* GIVEN REQUEST
Give an exact transcription of every line, dropping the images.

* INFORMATION SUPPLIED
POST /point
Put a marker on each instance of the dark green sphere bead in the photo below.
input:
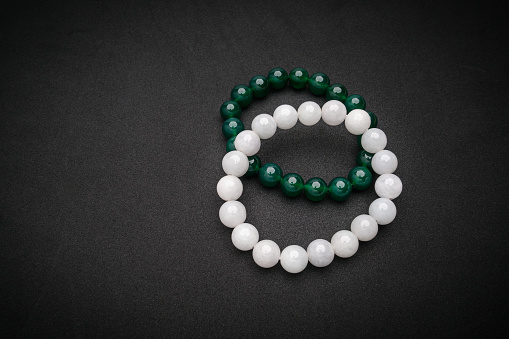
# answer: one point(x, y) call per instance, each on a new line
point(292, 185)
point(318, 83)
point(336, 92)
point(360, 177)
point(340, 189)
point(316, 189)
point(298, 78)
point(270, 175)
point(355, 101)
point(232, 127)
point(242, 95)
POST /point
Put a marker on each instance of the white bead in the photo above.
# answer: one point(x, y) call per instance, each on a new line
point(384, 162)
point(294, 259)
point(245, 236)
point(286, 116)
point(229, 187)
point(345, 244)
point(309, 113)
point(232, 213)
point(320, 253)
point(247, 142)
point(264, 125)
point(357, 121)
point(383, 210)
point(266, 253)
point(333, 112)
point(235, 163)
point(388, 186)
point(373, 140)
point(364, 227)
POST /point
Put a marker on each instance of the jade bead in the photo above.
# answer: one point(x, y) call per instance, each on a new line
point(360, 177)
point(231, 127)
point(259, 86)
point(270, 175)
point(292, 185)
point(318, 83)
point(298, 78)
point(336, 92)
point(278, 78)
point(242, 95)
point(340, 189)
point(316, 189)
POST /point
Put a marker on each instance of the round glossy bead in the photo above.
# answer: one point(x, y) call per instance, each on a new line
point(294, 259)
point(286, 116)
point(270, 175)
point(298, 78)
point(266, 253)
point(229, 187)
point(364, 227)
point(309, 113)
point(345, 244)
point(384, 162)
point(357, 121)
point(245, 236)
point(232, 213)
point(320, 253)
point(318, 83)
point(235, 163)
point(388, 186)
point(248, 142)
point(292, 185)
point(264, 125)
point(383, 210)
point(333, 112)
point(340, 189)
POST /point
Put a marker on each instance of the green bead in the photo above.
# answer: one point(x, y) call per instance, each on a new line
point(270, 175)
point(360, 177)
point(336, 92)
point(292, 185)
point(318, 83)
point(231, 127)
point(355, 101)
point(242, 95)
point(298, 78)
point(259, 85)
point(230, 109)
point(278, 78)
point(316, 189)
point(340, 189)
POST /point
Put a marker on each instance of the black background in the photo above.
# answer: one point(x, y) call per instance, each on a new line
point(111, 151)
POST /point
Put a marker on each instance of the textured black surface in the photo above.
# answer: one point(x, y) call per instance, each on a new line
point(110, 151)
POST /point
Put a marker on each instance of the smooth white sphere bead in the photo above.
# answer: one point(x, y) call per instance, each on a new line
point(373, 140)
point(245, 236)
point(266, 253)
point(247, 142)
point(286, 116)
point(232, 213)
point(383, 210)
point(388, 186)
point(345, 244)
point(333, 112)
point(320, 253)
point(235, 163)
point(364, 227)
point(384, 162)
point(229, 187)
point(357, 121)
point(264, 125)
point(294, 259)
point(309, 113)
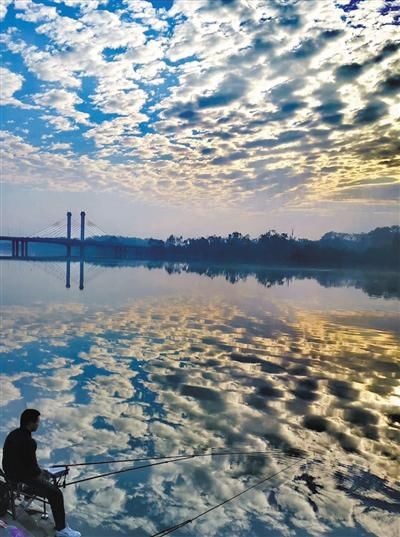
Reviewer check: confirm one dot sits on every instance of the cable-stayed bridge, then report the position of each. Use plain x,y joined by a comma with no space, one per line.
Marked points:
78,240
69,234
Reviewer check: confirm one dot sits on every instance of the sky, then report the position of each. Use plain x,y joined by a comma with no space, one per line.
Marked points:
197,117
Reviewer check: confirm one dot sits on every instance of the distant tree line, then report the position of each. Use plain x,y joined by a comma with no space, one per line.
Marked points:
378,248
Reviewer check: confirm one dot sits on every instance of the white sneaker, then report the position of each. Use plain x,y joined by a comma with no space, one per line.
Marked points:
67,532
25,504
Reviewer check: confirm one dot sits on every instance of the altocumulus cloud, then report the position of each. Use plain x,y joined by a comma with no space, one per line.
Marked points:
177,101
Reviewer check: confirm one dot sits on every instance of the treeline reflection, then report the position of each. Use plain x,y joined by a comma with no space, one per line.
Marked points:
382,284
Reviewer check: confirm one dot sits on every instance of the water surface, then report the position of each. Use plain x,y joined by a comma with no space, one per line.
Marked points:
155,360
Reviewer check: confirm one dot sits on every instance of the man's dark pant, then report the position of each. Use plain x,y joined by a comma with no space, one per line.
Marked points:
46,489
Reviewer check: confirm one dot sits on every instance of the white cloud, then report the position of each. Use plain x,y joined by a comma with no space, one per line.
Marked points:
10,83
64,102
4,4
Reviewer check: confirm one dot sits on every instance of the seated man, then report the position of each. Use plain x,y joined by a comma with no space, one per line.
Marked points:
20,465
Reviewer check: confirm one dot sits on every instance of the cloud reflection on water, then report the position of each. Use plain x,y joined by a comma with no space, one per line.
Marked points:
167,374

* TASK RESPONSE
POST /point
Put a marker on each instance of the dark green sphere bead in the photo below.
input:
# answer: one point(x, y) call per instance, each on a new line
point(292, 185)
point(318, 83)
point(336, 92)
point(360, 177)
point(340, 189)
point(316, 189)
point(298, 78)
point(270, 175)
point(355, 101)
point(232, 127)
point(242, 95)
POST /point
Put a marker on each instance of the white bead in the photo above.
# answer: one point(x, y) call per instance, each on a new line
point(384, 162)
point(294, 259)
point(245, 236)
point(286, 116)
point(229, 187)
point(345, 244)
point(309, 113)
point(232, 213)
point(320, 253)
point(247, 142)
point(264, 125)
point(357, 121)
point(383, 210)
point(266, 253)
point(333, 112)
point(235, 163)
point(388, 186)
point(373, 140)
point(364, 227)
POST /point
Put a marker on each instance of the jade bead in the photo above.
# answer: one point(x, y) call per instance, each on a new line
point(360, 177)
point(231, 127)
point(259, 86)
point(270, 175)
point(292, 185)
point(318, 83)
point(298, 78)
point(336, 92)
point(278, 78)
point(242, 95)
point(340, 189)
point(316, 189)
POST /point
Put a marker on each instance of the round glossy bead in the photo above.
# answer: one point(x, y) call per instance, each on a new line
point(294, 259)
point(286, 116)
point(270, 175)
point(298, 78)
point(266, 253)
point(229, 187)
point(364, 227)
point(309, 113)
point(345, 244)
point(384, 162)
point(357, 121)
point(245, 236)
point(232, 213)
point(320, 253)
point(318, 83)
point(235, 163)
point(388, 186)
point(248, 142)
point(292, 185)
point(264, 125)
point(383, 210)
point(333, 112)
point(340, 189)
POST /point
Put a marker on each instance of the green bead in the photo above.
# answer: one point(x, y) call per instance, each on a new line
point(270, 175)
point(360, 177)
point(336, 92)
point(292, 185)
point(318, 83)
point(231, 127)
point(355, 101)
point(242, 95)
point(298, 78)
point(259, 85)
point(230, 109)
point(278, 78)
point(316, 189)
point(340, 189)
POST /point
Put a marker on each instance of the black background in the photo above.
# answer: one point(x, y) call per instance, each on a new line
point(111, 151)
POST /point
Put a marker on each instance of the textured black surface in the photo above.
# answer: one point(x, y) call per instance, each on a new line
point(110, 151)
POST /point
Put a marker on each instance of the smooth white sphere bead in the photo above.
# answer: one point(x, y) call per instance, each on a new line
point(373, 140)
point(245, 236)
point(266, 253)
point(247, 142)
point(286, 116)
point(232, 213)
point(383, 210)
point(388, 186)
point(345, 244)
point(333, 112)
point(320, 253)
point(235, 163)
point(364, 227)
point(384, 162)
point(229, 187)
point(357, 121)
point(264, 125)
point(294, 259)
point(309, 113)
Reviewer check: confirm one dot sits on every instance of the cable-stayed bridge, then report the position of each. Use plain x,y joined by a comma with no space, one per line.
Marked points:
78,240
69,234
Reviewer check: confirm one dot sits on every instance of the sky, then report the position of each. Use plain x,y joined by a comma with no space, one per line.
Marked points:
197,117
Reviewer check: confirm one dot sits on every instance of the distant tree line, then report the position of each. Use plain x,y joined by a comma with no space, one per line.
Marked points:
378,248
Reviewer check: confirm one dot sits on every instance of the white sneaker, then report the position of each. Use plain x,y joined by a comma with no space, one per line.
Marked points:
67,532
25,504
Reviewer check: confirm one dot sits on every instance of the altocumulus cloud, then report the position of each. Use plain x,y joined by a comma with no space, one per line.
Marked points:
177,101
Reviewer check: confirm one dot sits on every instance of the treeline reflection, then report the position of each. Use plain x,y joined by a comma with no space, one per line.
Marked points:
382,284
Reviewer check: confirm one dot sits on every instance of the water surface, then report the position of each. Use plain x,y joined by a comma with no space, one per line.
Marked points:
155,360
Reviewer check: confirm one dot sits on every instance of the man's dark pant, then report the position of each. Use plain x,y joined by a comma with no space, one per line.
Marked points:
46,489
Reviewer check: confirm one dot sits on every instance of the white cloud, then report the position of each. Use plain x,y joined by a comma with no space, one per line.
Marked points:
10,83
64,102
4,4
Reviewer check: confirm one dot sits on every instance of the seated man, then report the position of each. Use plain x,y joined by a comma with no space, one per line.
Marked points:
20,465
Reviewer check: confirm one dot sits on every instance of the cloud reflection on water, then report the position of each. Use plain x,y joined by a comma with no space, one per line.
Marked points:
167,374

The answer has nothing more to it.